The detection of viruses like SARS-CoV-2 and influenza A is a challenge that requires simple and fast diagnostic platforms. To address this issue, we have synthesized a gold-binding peptide that exhibits an antigen affinity for the helix-loop-helix structure of virus nucleic acids [1, 2]. This peptide has been used to form a gold-peptide nanoparticle (GPNP) composite as a promising platform for viral diagnosis.
To investigate peptide-gold interactions, we employed a photochemical strategy where the peptide functions as an in situ reducing, capping, and stabilizing agent without the addition of toxic reducing agents. Upon UV exposure, the aromatic residue on the peptide surface allows for the reduction of gold ions through photoionization. The resulting GPNP composites were characterized by TEM, XPS, and HR-TEM. The results show that GPNPs are face-centered cubic in structure and have a well-defined d-spacing of about 0.2 nm.
The GPNP exhibited good stability, as indicated by the low values of zeta potential and the FTIR spectra in Figure S3. The XPS spectra confirmed that the peptide-gold interface has a strong electrostatic interaction and is stabilized by lysine binding to the gold ions. Furthermore, we observed that GPNPs could self-assemble on the peptide nanotemplate and are arranged in a highly organized manner. This organization is attributed to a possible bridging effect induced by the peptide helix-loop-helix binding to multiple gold particles. We have also demonstrated that the degree of gold colloid flocculation can be controlled by modifying the peptide’s overall ionic charge.

- ACTIVITY 1
Decide whether each statement agrees with the passage on gold-peptide nanoparticles: (a) the photochemical strategy requires the addition of toxic reducing agents; (b) the GPNPs have a d-spacing of about 0.2 nm; (c) changing the peptide's overall ionic charge can control the degree of gold colloid flocculation. Answer yes or no for each, and quote the words of the passage that decide it.
- ACTIVITY 2
Copy the passage on gold-peptide nanoparticles word for word from "The GPNP exhibited" up to and including "overall ionic charge.".
Rely only on the passage about gold-peptide nanoparticles for these tasks.

- RAW DATA
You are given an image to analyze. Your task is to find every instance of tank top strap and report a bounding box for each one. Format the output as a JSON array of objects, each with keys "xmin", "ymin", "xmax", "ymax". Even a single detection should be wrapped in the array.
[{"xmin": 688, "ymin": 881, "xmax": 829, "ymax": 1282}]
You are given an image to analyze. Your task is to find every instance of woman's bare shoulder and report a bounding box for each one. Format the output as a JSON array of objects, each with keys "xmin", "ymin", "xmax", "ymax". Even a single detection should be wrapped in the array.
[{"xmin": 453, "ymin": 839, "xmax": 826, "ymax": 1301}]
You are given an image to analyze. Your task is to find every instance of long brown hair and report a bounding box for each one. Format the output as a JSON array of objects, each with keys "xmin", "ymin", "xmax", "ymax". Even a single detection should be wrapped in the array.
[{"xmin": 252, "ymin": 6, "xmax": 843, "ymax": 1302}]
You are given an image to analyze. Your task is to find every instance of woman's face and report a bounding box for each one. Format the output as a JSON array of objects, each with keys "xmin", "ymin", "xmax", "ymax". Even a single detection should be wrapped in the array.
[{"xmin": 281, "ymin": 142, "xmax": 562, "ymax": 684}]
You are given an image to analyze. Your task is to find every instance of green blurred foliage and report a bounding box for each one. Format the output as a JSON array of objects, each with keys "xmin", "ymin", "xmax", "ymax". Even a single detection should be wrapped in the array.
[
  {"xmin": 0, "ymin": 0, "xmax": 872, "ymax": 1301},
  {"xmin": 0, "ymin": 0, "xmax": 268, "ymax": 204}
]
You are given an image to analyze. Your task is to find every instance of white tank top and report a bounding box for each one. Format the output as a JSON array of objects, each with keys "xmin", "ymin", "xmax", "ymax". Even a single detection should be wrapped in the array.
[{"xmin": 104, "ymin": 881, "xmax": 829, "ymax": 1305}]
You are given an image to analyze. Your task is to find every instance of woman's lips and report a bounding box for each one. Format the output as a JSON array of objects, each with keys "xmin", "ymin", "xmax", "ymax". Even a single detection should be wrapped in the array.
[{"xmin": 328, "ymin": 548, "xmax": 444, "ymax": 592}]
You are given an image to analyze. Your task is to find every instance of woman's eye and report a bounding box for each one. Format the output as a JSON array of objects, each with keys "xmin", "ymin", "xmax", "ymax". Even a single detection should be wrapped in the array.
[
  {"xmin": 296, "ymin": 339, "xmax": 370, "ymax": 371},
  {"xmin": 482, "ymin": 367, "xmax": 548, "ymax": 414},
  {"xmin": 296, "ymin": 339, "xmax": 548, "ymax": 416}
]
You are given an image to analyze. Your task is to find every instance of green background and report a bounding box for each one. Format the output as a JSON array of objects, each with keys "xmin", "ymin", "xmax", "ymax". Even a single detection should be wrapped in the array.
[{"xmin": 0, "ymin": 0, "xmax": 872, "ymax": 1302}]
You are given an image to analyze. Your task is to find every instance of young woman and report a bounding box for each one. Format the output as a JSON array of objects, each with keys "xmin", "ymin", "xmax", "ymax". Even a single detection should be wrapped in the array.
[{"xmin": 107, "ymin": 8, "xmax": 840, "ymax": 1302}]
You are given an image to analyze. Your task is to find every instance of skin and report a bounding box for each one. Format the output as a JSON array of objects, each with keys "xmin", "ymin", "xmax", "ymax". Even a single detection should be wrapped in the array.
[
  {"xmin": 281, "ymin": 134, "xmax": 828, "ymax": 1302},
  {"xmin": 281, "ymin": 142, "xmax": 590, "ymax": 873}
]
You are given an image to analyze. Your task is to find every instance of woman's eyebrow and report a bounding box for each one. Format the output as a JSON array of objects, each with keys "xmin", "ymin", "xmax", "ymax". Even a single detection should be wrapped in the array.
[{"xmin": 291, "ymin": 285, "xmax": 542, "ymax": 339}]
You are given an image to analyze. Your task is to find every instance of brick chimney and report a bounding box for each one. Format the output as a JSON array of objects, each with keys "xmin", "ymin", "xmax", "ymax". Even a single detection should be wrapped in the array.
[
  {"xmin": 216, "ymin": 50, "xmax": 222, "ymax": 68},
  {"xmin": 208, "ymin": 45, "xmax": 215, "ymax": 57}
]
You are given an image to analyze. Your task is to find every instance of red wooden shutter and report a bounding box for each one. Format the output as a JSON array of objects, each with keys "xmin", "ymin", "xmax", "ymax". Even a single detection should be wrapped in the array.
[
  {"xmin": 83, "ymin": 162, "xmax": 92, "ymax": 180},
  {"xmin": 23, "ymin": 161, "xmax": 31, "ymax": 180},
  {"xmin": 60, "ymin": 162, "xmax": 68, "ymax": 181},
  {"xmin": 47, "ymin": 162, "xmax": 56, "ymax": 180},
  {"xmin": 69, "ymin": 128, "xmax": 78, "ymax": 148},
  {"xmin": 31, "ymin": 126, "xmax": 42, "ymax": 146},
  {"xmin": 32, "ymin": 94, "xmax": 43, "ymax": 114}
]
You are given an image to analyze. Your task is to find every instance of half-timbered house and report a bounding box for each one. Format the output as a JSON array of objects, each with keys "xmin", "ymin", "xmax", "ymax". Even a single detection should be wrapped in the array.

- EXPECTED ANSWER 1
(a) No: "without the addition of toxic reducing agents"
(b) Yes: "have a well-defined d-spacing of about 0.2 nm"
(c) Yes: "the degree of gold colloid flocculation can be controlled by modifying the peptide’s overall ionic charge"

- EXPECTED ANSWER 2
The GPNP exhibited good stability, as indicated by the low values of zeta potential and the FTIR spectra in Figure S3. The XPS spectra confirmed that the peptide-gold interface has a strong electrostatic interaction and is stabilized by lysine binding to the gold ions. Furthermore, we observed that GPNPs could self-assemble on the peptide nanotemplate and are arranged in a highly organized manner. This organization is attributed to a possible bridging effect induced by the peptide helix-loop-helix binding to multiple gold particles. We have also demonstrated that the degree of gold colloid flocculation can be controlled by modifying the peptide’s overall ionic charge.